*Labeled-object pointing entries*.
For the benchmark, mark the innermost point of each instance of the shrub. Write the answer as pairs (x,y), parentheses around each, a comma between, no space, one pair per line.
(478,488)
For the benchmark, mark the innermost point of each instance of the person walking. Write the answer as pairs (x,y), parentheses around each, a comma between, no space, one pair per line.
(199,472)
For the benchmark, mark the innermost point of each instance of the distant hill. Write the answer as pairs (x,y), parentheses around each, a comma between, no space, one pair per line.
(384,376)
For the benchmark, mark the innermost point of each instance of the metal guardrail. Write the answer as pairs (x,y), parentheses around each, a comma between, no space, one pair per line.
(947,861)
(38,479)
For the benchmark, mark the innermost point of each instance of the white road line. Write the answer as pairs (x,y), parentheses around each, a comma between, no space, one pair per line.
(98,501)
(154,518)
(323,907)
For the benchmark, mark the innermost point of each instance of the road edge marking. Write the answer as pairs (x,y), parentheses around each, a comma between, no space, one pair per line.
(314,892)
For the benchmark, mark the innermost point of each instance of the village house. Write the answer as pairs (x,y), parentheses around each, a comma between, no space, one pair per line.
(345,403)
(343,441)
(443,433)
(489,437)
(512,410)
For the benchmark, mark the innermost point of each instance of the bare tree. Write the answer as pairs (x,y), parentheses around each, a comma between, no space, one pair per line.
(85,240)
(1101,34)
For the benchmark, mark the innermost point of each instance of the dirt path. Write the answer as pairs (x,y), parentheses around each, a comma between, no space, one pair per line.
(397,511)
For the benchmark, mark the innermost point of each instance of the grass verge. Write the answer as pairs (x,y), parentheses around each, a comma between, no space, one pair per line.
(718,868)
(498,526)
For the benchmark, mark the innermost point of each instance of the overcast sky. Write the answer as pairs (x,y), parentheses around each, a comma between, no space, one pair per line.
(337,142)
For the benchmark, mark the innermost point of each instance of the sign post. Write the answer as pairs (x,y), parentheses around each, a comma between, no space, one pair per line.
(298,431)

*Task to carry out*. Echo the lines above exactly, from the line containing "of the sign" through the end of the records.

*Written response*.
For the benchmark, mark the innermost point of each instance of the sign post. Write the answer as pairs (x,y), parentheses around each, a comma between, no space, one pair per line.
(298,431)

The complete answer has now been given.